DIRECTIONS FOR THIS TASK: According to the passage on unfulfilled dreams, who portrayed George Bailey in It's a Wonderful Life?

SOURCE PASSAGE:
Adult life is complex, and often we put our own dreams on hold so others can benefit from what we are willing to offer them. Usually before I go to sleep I think about what dreams I still have unfulfilled, and boy is it a list.
Some people call those unfulfilled dreams parts of a bucket list (named for things to do before one kicks the bucket). Really they are simply the carrots in front of our noses which keep us going when everything in life is making us want to stop. We live, breathe and die working to fulfill those dreams, often for years. That’s an awfully long time to chase a darned carrot.
Of course some dreams like completing medical school do take years, but the end product is personal enlightenment, humanitarian self sacrifice and some financial security, sleepless nights, chapped hands and a fried brain. Dreams like meeting a celebrity before you die can involve a burly 300-pound bodyguard and possible personal injury. Still, we hang on tenaciously to our dreams, because while they are unrealized, they still have the element of mystery and promise of happiness lingering on the thought of them.
There are charities like Make a Wish Foundation designed to help children fulfill bucket lists in a very short time frame, usually because they have a condition which will claim their lives long before graduation from high school, let alone medical school. For the rest of us, we continue to put dreams on hold and carry on with life as it is in the present.
It was the fictional George Bailey, portrayed by James Stewart in It’s a Wonderful Life, whose dreams to travel and build were put on hold for the town, his neighbors and his family. In giving up the dreams on his bucket list, George actually found himself. Not all dreams are guaranteed to either help you find or lose yourself, but for now, just remember them before you go to sleep at night; who knows what will happen tomorrow morning.

Region-pointing data:
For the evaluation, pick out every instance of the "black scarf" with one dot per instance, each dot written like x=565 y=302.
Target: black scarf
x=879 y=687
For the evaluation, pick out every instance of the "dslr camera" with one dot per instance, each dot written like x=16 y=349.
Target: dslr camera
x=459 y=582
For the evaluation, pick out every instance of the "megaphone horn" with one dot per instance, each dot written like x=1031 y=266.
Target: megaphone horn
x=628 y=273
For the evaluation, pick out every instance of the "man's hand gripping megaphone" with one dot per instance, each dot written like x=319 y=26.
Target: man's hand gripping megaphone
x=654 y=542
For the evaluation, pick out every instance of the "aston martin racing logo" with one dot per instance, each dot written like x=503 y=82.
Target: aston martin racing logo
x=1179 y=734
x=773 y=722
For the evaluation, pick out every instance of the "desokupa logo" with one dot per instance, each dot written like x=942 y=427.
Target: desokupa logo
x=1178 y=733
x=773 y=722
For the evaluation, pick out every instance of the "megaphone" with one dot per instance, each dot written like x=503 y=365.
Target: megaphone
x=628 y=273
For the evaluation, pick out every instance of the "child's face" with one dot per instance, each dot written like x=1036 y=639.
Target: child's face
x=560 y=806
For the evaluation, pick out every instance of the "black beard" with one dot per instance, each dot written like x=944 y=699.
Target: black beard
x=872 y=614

YOUR RESPONSE: James Stewart